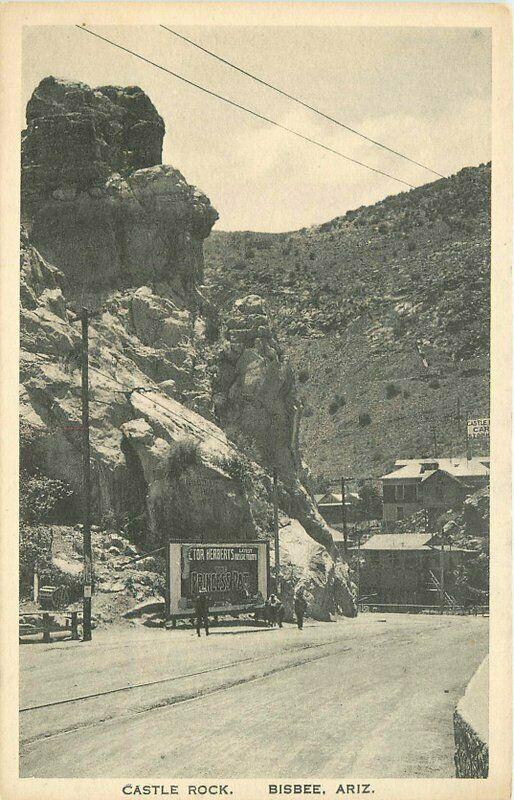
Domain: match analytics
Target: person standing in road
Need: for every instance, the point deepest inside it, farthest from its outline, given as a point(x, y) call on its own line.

● ● ● ●

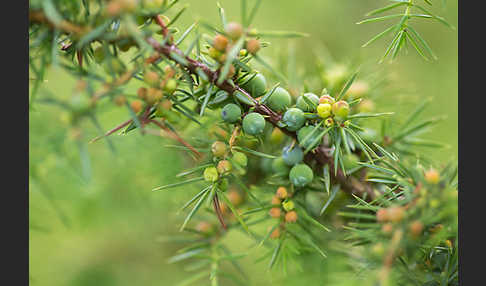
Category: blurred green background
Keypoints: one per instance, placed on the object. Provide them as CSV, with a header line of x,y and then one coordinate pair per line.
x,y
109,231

● ● ● ●

-- WORK TO COMPLETE --
After locating the line with "Target: person standing in road" above, return that line and every later line through the one with "Need: for every", word for word and with nothing else.

-- WRITTEN REPLY --
Target: person standing in road
Need: for every instance, the point deepest inside it, farthest from its outline, given as a point(x, y) call on its own line.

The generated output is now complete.